### PROBLEM DETAILS
Can you rewrite the items from the line with "Every instance of the shadow on dirt gets" to the line with "309 193 L 299", swapping "shadow on dirt" for "shadow on sand" and leaving everything else untouched? Return only those lines.

### INFORMATION PROVIDED
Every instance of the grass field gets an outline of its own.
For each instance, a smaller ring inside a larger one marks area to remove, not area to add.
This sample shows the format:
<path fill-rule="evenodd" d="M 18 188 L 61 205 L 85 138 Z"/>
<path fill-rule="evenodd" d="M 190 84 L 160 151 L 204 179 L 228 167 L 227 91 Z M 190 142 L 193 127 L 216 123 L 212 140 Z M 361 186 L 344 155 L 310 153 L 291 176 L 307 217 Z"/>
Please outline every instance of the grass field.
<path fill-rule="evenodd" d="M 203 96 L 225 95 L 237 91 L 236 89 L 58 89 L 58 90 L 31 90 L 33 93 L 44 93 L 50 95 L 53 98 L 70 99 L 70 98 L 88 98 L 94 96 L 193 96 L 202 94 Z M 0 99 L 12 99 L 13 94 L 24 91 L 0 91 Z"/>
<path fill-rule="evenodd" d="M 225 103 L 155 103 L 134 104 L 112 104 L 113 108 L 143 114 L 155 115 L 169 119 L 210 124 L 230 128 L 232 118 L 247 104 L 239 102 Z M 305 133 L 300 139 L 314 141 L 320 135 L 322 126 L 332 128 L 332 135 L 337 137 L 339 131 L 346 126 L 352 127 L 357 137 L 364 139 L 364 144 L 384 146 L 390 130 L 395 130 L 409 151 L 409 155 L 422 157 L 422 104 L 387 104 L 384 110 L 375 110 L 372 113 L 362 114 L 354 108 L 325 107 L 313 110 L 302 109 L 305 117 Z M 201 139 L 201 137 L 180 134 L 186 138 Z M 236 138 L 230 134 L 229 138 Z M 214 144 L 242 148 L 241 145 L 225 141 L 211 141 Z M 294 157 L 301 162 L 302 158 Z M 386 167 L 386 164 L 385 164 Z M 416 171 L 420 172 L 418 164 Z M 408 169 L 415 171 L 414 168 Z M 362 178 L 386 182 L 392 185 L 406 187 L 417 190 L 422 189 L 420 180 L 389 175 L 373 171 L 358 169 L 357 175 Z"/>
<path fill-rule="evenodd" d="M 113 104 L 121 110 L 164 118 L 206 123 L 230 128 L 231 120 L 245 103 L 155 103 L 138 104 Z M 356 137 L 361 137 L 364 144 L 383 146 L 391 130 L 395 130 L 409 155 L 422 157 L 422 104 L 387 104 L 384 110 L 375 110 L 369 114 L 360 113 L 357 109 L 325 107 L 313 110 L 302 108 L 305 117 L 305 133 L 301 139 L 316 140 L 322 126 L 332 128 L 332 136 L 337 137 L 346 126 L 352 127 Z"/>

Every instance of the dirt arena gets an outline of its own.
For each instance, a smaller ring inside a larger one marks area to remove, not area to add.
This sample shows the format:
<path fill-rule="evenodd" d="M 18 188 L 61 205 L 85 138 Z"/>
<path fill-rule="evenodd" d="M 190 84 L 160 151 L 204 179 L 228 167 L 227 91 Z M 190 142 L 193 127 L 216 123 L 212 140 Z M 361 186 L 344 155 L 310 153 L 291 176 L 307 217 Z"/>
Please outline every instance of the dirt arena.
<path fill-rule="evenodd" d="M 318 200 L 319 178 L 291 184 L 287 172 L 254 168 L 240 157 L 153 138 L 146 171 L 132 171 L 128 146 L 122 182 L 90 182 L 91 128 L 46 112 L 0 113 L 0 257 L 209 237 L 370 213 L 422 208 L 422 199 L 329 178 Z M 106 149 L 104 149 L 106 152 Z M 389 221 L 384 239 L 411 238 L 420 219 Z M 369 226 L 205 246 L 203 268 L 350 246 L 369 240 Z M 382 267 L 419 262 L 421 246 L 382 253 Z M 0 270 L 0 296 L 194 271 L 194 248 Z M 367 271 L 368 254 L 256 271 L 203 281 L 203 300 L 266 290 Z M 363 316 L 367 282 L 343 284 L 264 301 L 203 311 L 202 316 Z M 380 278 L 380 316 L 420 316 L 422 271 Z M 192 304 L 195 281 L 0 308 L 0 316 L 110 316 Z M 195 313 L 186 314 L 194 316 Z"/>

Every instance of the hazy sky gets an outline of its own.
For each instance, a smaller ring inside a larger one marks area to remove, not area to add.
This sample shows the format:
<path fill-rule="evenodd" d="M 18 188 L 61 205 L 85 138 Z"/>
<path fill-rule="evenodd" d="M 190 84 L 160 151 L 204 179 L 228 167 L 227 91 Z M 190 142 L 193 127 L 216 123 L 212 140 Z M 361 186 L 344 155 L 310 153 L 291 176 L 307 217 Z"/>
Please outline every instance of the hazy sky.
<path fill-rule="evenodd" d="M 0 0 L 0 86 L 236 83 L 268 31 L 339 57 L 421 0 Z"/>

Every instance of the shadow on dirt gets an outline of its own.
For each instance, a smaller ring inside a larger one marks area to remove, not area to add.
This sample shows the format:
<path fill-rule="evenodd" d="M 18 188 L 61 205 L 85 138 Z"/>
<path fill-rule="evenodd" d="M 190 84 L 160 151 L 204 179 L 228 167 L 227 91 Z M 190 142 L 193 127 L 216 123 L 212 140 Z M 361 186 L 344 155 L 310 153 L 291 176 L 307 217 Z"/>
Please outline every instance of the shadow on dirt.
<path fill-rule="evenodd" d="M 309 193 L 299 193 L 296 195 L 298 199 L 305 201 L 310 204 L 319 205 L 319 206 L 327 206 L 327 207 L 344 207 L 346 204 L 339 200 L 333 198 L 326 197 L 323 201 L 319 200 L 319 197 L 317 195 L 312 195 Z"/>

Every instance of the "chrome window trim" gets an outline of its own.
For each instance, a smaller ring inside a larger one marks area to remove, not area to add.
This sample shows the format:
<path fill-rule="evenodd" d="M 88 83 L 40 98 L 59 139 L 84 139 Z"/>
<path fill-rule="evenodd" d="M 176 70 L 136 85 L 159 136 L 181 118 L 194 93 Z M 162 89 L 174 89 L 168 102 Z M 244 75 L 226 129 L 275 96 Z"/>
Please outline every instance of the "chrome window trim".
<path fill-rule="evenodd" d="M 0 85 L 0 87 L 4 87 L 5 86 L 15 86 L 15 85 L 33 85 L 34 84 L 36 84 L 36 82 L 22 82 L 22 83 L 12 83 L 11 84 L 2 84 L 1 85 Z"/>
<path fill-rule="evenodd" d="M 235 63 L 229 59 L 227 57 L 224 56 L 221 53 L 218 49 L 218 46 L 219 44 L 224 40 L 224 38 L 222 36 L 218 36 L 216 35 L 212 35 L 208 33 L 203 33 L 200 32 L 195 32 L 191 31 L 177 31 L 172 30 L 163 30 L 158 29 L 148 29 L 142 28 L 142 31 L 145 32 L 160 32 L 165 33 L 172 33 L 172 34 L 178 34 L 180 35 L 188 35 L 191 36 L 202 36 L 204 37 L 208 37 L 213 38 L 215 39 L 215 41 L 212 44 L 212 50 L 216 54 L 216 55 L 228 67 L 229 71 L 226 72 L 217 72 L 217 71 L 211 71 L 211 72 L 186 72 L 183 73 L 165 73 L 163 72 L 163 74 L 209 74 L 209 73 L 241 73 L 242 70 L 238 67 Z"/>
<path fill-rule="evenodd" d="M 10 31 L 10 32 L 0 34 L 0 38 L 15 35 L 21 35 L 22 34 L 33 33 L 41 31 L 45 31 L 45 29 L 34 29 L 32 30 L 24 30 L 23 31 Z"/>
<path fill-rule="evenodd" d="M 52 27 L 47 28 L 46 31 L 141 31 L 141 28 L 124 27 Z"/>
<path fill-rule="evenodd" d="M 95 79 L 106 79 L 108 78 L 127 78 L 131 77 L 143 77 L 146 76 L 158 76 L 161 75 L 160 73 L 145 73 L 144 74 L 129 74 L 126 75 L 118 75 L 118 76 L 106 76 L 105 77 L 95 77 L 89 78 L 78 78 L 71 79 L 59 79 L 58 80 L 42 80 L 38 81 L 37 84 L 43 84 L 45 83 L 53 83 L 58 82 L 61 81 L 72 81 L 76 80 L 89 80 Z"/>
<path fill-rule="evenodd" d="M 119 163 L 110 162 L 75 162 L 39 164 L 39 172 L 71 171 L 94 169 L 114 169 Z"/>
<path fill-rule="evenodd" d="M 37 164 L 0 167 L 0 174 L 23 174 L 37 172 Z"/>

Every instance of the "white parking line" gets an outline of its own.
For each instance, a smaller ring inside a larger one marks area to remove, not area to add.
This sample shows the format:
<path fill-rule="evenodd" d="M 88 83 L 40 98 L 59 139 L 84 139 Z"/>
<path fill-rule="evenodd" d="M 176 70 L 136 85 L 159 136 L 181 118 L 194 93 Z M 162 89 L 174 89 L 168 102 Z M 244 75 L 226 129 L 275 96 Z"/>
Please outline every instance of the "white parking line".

### OUTPUT OF THE EXERCISE
Every instance of the shadow on sand gets an outline of its own.
For each instance, a smaller ring inside a larger one marks area to remove, not area to add.
This sample shows the format:
<path fill-rule="evenodd" d="M 18 188 L 61 205 L 85 138 Z"/>
<path fill-rule="evenodd" d="M 190 84 L 160 151 L 204 179 L 228 167 L 227 91 Z M 190 142 L 193 127 L 216 123 L 212 140 Z M 361 186 L 344 155 L 310 153 L 291 176 L 307 217 Z"/>
Please outline every instance of the shadow on sand.
<path fill-rule="evenodd" d="M 309 193 L 299 193 L 296 195 L 298 199 L 305 201 L 310 204 L 319 205 L 319 206 L 327 206 L 327 207 L 344 207 L 346 204 L 339 200 L 333 198 L 326 197 L 323 201 L 319 200 L 319 197 L 317 195 L 312 195 Z"/>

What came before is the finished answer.